Segment Open

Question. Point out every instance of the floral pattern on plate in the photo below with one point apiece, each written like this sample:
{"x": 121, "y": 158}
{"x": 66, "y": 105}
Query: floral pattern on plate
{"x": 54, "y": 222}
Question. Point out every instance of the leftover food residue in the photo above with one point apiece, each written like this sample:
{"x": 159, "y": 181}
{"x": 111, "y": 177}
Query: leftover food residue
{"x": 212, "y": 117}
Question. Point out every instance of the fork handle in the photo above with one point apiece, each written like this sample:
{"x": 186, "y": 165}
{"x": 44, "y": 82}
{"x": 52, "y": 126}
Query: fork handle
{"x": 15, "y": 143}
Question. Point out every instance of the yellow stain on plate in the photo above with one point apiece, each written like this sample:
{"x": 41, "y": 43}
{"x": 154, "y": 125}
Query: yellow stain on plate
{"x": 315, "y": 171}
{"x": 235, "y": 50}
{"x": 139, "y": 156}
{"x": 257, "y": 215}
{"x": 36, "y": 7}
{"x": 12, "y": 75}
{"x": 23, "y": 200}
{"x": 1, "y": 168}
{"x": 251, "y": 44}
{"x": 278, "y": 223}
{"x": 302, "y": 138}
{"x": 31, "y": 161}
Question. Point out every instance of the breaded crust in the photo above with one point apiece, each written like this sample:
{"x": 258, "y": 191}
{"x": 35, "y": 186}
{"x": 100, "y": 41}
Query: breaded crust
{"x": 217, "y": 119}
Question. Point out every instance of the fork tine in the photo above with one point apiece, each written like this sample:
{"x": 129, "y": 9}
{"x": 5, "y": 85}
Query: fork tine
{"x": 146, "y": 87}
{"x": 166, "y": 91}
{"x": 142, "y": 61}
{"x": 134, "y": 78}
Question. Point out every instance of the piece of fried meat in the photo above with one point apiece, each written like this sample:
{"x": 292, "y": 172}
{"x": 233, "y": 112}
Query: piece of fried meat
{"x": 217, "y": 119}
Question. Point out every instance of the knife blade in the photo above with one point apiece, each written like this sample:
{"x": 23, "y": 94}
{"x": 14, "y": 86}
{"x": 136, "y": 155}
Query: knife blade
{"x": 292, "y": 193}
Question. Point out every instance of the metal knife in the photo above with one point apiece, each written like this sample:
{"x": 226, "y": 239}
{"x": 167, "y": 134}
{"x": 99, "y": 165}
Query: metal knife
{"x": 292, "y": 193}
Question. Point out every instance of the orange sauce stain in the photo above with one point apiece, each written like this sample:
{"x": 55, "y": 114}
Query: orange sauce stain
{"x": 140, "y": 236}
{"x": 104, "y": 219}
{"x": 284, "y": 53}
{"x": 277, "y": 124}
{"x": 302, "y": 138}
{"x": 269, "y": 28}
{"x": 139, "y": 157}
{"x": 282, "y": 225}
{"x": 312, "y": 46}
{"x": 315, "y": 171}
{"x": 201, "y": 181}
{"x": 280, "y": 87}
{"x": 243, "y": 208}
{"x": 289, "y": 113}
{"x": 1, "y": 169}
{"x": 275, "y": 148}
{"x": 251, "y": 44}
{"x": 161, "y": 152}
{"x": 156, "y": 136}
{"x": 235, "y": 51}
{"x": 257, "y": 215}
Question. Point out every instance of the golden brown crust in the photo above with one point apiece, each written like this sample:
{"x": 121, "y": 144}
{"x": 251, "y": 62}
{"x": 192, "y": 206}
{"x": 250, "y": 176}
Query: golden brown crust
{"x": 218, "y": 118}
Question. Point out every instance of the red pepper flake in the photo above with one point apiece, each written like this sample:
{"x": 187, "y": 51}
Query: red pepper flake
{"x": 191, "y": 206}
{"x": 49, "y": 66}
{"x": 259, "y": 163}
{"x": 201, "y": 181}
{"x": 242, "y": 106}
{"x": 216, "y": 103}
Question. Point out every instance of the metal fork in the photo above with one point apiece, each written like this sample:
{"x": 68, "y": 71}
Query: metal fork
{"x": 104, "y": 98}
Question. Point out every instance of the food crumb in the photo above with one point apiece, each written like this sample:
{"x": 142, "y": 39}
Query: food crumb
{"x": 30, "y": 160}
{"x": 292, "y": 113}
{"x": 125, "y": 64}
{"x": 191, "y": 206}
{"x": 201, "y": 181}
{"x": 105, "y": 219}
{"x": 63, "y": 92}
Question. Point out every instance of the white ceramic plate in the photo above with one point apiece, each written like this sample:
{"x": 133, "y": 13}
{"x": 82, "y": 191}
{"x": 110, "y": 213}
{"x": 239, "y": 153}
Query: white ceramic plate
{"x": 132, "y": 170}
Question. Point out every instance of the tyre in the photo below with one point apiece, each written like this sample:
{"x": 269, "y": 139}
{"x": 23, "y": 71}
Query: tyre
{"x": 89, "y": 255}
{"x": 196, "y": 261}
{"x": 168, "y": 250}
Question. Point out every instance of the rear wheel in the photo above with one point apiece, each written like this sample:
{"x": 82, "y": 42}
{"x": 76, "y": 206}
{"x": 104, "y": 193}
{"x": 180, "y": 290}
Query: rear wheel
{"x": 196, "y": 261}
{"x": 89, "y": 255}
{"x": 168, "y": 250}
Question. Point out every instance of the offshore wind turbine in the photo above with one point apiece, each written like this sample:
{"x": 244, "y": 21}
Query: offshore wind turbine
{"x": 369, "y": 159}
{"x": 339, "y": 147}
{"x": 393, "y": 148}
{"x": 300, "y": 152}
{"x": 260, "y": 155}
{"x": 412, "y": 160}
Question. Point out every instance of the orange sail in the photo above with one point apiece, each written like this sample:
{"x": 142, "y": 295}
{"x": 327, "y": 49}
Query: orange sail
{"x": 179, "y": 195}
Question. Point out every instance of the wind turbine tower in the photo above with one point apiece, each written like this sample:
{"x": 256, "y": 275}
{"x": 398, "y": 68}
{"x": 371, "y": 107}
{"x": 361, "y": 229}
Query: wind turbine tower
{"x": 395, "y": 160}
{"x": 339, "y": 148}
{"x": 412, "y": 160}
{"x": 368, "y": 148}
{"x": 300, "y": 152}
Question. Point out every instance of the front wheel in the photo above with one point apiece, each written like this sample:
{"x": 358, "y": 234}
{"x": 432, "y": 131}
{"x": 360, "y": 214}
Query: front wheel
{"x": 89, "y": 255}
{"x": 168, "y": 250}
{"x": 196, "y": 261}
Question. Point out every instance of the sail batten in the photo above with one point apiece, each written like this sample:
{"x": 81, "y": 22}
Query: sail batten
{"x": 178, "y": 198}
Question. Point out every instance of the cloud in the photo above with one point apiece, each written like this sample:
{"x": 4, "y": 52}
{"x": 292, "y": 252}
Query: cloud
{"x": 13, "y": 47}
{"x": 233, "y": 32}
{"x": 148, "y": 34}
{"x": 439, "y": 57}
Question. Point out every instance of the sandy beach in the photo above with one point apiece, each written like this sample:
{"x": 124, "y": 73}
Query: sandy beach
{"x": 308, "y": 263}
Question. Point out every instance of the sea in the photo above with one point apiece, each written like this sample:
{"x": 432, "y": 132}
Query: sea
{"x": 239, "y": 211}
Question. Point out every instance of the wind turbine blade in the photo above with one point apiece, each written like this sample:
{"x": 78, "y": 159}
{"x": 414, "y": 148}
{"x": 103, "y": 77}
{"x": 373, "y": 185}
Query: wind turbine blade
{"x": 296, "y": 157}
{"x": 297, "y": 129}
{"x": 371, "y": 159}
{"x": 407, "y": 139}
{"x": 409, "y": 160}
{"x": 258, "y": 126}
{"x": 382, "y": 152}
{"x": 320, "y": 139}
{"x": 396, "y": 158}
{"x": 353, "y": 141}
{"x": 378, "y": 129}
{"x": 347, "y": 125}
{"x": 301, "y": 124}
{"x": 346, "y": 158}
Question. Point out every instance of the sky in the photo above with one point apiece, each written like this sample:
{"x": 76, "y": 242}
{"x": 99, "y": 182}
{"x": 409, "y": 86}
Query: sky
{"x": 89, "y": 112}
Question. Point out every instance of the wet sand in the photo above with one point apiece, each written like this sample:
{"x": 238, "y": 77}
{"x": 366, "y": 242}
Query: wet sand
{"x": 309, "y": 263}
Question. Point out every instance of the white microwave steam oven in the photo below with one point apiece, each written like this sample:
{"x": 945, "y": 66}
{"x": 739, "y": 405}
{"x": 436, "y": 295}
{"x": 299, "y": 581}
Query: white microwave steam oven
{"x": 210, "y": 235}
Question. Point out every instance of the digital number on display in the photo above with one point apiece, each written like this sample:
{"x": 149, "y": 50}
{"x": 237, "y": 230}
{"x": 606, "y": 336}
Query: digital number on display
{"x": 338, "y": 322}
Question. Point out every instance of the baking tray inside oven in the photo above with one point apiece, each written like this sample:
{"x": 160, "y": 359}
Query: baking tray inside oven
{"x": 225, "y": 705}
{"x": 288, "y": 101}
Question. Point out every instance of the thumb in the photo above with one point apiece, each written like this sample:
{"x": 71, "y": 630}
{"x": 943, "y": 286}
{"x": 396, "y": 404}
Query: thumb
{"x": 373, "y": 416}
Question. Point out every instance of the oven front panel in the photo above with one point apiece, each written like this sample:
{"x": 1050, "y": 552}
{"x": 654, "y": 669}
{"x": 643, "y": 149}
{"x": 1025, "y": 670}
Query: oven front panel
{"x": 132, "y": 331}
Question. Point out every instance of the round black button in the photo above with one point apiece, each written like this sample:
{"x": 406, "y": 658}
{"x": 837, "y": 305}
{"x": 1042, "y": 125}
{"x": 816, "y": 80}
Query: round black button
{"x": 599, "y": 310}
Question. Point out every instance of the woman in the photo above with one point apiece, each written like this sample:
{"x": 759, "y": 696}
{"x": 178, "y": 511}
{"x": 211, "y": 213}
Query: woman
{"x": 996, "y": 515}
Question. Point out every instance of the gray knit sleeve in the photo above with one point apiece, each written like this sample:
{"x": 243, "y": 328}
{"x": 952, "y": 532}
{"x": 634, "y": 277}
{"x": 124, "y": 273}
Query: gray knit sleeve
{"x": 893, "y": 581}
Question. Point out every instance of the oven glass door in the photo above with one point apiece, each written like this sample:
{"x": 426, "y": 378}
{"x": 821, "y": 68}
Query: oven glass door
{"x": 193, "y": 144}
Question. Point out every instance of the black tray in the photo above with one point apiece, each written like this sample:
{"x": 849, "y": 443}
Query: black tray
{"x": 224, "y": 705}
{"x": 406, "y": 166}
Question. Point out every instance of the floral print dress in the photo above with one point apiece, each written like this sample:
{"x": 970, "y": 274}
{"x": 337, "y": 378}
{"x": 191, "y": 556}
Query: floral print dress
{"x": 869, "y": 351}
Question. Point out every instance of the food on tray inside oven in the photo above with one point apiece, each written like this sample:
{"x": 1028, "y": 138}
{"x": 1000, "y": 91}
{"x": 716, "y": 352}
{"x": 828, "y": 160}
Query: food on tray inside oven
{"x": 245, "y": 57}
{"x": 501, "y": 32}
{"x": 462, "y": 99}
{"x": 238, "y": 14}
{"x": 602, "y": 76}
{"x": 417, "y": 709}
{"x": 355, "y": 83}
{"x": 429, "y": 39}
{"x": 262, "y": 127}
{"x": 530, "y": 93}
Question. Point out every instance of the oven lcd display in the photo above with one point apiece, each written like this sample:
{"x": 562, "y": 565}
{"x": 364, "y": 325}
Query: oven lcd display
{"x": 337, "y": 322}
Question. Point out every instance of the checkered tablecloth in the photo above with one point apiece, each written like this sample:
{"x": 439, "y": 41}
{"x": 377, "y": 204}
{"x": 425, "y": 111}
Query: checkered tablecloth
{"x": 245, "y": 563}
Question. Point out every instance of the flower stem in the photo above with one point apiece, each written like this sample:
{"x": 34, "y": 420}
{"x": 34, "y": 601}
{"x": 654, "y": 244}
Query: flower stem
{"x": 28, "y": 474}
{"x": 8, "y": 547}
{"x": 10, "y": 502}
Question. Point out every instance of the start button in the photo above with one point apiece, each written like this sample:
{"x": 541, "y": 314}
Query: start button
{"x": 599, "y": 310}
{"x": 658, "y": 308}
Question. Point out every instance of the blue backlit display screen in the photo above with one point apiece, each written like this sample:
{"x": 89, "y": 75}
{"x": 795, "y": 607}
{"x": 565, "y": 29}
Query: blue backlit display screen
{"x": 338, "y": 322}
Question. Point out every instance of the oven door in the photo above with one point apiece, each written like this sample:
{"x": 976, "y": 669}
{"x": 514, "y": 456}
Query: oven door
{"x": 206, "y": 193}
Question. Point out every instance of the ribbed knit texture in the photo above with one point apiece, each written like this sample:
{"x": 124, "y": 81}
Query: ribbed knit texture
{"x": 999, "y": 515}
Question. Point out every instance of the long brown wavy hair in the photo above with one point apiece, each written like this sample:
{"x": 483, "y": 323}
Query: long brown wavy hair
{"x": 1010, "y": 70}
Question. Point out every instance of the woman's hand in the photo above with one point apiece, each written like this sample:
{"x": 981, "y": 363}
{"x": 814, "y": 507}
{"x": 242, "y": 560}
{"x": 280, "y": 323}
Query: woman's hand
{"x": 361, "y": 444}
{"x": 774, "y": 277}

Segment Closed

* _What the task requires_: Find the word "below" in the data and copy out each line where it turns up.

* _Task answer_:
Question. Point out every instance of the floral pattern on plate in the photo below with one point apiece, each written like this sample:
Question. Point out every instance of the tyre in the photo below with one point apiece, each written like this sample:
Question. Point out every instance of the white microwave steam oven in the photo below with one point apiece, each written like this sample:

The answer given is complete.